■ **What needs to be done**:
In the material below, find every line with "wildflowers" and pull it out.

--- Data records ---

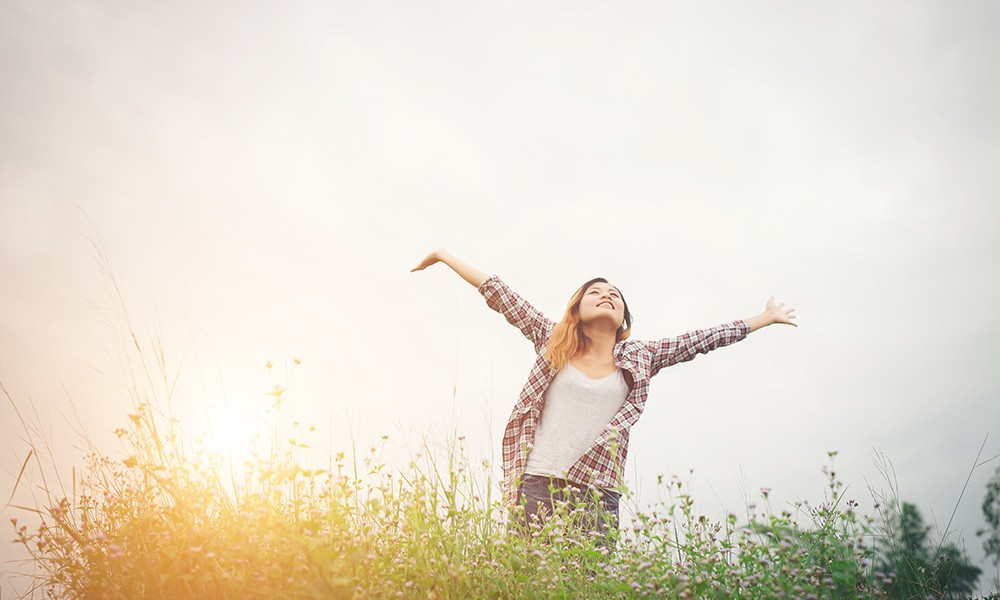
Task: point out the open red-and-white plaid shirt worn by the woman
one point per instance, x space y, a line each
603 464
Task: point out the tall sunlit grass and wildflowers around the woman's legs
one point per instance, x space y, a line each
168 522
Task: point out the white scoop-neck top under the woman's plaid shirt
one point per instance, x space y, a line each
576 411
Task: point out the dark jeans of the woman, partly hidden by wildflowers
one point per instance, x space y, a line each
540 495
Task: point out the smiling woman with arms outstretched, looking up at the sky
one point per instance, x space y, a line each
570 427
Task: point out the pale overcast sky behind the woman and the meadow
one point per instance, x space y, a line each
263 177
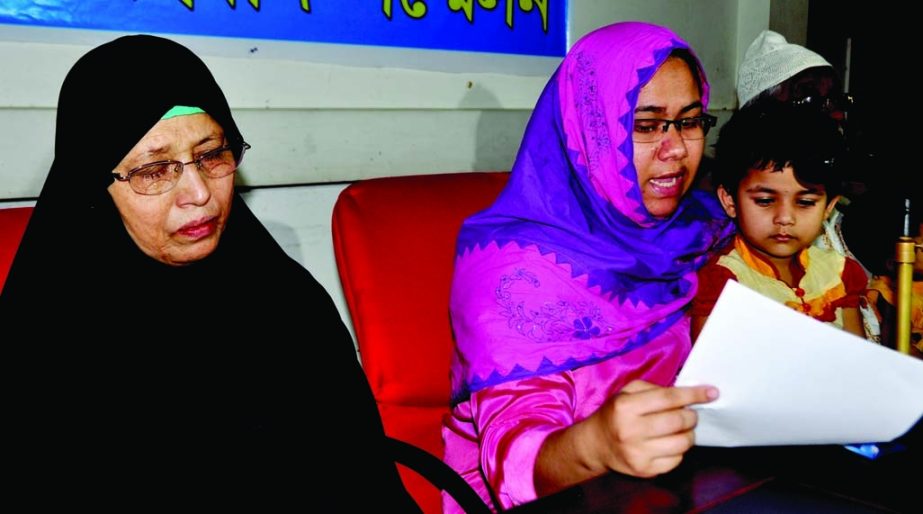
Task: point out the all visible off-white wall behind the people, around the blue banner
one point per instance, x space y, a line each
319 116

---

■ **Task answer**:
Task: point out the tall sunlit grass and wildflowers around the woman's legs
Task: point out the dark jeans of the woman, partly hidden by wildflowers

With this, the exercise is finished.